TASK REQUIREMENTS →
Keep the pictures out of the copy and print all the entries below exactly.

━━━━━ RECORDS PROVIDED ━━━━━

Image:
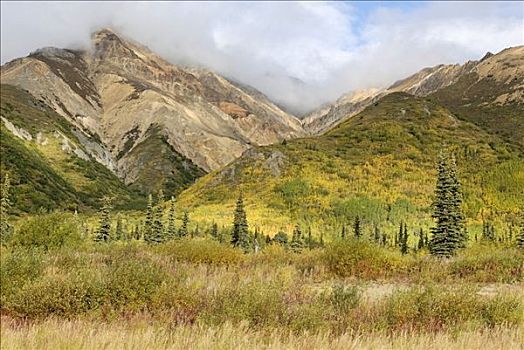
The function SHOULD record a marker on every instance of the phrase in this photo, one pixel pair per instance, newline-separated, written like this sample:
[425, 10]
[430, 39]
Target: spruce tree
[420, 239]
[104, 228]
[158, 224]
[240, 235]
[488, 231]
[183, 231]
[404, 241]
[256, 241]
[6, 229]
[214, 231]
[376, 234]
[148, 224]
[357, 230]
[119, 230]
[297, 242]
[456, 213]
[448, 234]
[171, 226]
[384, 240]
[309, 239]
[520, 237]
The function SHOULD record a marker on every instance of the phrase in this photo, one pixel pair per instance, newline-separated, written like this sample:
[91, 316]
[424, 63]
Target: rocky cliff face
[506, 68]
[119, 91]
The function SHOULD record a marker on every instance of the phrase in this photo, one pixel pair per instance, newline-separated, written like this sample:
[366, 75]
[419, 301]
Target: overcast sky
[299, 54]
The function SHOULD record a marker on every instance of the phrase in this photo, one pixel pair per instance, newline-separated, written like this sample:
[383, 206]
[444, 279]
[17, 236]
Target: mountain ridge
[120, 87]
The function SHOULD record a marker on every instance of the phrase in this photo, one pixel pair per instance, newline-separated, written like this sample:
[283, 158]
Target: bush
[48, 231]
[489, 263]
[431, 309]
[61, 295]
[132, 281]
[202, 251]
[17, 268]
[362, 259]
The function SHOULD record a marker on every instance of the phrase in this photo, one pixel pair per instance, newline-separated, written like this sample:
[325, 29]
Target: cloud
[299, 54]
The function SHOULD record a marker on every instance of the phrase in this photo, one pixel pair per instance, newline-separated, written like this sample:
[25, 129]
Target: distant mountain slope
[119, 90]
[478, 90]
[379, 164]
[48, 159]
[491, 95]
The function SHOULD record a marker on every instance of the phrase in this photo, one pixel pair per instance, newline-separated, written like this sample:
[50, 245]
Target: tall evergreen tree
[148, 224]
[119, 229]
[456, 213]
[376, 233]
[421, 239]
[357, 230]
[448, 234]
[158, 222]
[6, 229]
[520, 237]
[297, 243]
[104, 228]
[240, 234]
[404, 241]
[171, 225]
[183, 231]
[488, 231]
[214, 231]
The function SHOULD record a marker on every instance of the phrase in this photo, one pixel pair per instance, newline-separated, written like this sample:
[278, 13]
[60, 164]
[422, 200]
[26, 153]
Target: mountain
[378, 164]
[488, 89]
[48, 159]
[140, 112]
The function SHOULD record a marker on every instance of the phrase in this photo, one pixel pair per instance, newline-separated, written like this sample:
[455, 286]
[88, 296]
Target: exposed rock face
[119, 89]
[506, 67]
[346, 106]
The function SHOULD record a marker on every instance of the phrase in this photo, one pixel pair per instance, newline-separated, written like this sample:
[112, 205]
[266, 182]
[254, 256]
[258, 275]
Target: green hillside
[160, 165]
[44, 175]
[379, 165]
[479, 100]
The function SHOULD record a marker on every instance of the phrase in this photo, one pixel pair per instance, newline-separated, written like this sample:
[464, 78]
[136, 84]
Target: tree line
[447, 236]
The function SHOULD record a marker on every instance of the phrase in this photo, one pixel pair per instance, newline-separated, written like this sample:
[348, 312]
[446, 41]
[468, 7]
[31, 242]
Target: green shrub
[131, 281]
[362, 259]
[48, 231]
[60, 295]
[489, 263]
[432, 309]
[17, 268]
[260, 304]
[202, 251]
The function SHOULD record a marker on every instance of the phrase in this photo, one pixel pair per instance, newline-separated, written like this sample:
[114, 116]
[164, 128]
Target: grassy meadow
[62, 290]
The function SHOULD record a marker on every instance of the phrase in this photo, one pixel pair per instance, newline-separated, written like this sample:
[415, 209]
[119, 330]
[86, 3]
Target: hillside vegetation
[48, 165]
[379, 165]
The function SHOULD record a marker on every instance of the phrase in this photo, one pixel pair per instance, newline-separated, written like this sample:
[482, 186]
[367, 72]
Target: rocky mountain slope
[449, 83]
[48, 159]
[137, 112]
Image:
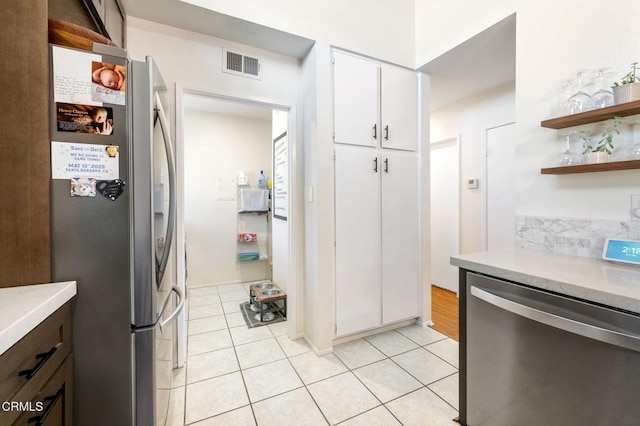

━━━━━

TASK RESULT →
Image:
The function SHOULD record a marker on every instance of the phrase in this photo, one pixel pair per instance, newline-separated, written like this sample:
[425, 10]
[430, 39]
Target: spruce tree
[420, 239]
[104, 228]
[158, 224]
[240, 235]
[488, 231]
[183, 231]
[404, 241]
[256, 241]
[6, 229]
[214, 231]
[376, 234]
[148, 224]
[357, 230]
[119, 230]
[297, 242]
[456, 213]
[448, 234]
[171, 226]
[384, 240]
[309, 239]
[520, 237]
The function SHOULD record a marker on every instance of the phrase in this photo, one pixel pair per instance, newline-separated, written like this sample:
[91, 316]
[424, 63]
Target: rocky cliff face
[506, 68]
[119, 91]
The function SHOULD record a marker on every instance of the phrase in this photo, one pixel pair per instance, newline-separated, written like this sample:
[366, 75]
[419, 301]
Target: overcast sky
[299, 54]
The function SHOULD record a marker on every instance of the phrase in this photo, one pixel pair per instance, newline-separated, written like this sample:
[383, 206]
[444, 279]
[17, 236]
Target: mountain ridge
[120, 87]
The function SHOULD record a marker on every instance of the phrase in this photo, one pixel pair per instance, newline-separated, written like this sample:
[283, 158]
Target: bush
[48, 231]
[489, 263]
[431, 309]
[61, 295]
[132, 281]
[202, 251]
[17, 268]
[362, 259]
The function SHOULD record a marker on every instance of the phrase in this photo, one pixel pair per instance, newline-separated, written like this sample:
[325, 29]
Target: cloud
[299, 54]
The function SHOULD record a marker on every instance of the phrase in this photo, one pixel pair per instance, newline-separated, written like this sample:
[25, 129]
Target: distant mountain slope
[119, 90]
[478, 90]
[379, 164]
[48, 159]
[491, 95]
The function SHOULD record a marker on every instance of the phrase in this photo, one pixel pair per instance, newline-separated, written like this sample:
[50, 245]
Target: tall evergreen tree
[148, 224]
[119, 229]
[456, 213]
[376, 233]
[421, 239]
[357, 230]
[448, 234]
[158, 222]
[6, 229]
[520, 237]
[297, 243]
[104, 228]
[240, 234]
[404, 241]
[171, 225]
[183, 231]
[488, 231]
[214, 231]
The function SHOULD record a marker on every instance of the phrase in this photo, one pixel pair per instance, newline-separated, written like this sample:
[278, 13]
[60, 164]
[422, 200]
[26, 153]
Target: mountain
[378, 164]
[488, 89]
[48, 159]
[140, 112]
The function SHOULD record a marker on every instance of the phrase in this photo, one pixel pair per instance, newline-separated, written like this sample:
[455, 286]
[88, 296]
Target: exposed rock face
[119, 89]
[506, 67]
[346, 106]
The function SHOULD record a marker on every instance of the phrase in this photo, one pixel pair per instance, newline-separated, written like this sample:
[112, 205]
[266, 182]
[254, 256]
[258, 275]
Target: green hillside
[160, 165]
[44, 175]
[379, 165]
[479, 100]
The function SHOULD record a marker on every instance of the phrase in this photo, one pixel pair per instance, newline-separated, written like this sample:
[464, 78]
[136, 84]
Target: tree line
[447, 236]
The function SHOULD record a marker on every instance of the phrase in this photo, one pixel pair per instance, newline-separated, written like this sample:
[348, 312]
[446, 41]
[468, 7]
[31, 242]
Target: green shrub
[131, 281]
[362, 259]
[48, 231]
[60, 295]
[489, 263]
[432, 309]
[17, 268]
[260, 304]
[202, 251]
The function SHOULD record a marker on every instance of the phrase in this photo, one pixel pair per instance, newline-separated, written like this sample:
[114, 116]
[164, 128]
Target: grassy meadow
[62, 290]
The function SHOULD record a marker on every instance of the phrase in this photo, one pixel pair per instance, newline-separated, written like this sample:
[415, 209]
[119, 330]
[86, 3]
Target: hillside vegetation
[48, 165]
[379, 165]
The function SHOULD record a marker on every instance of the phrase in this photo, one pixel pair per instance, newline-separated, written like this sample:
[482, 186]
[367, 72]
Target: rocky mountain slope
[449, 83]
[48, 159]
[137, 112]
Image:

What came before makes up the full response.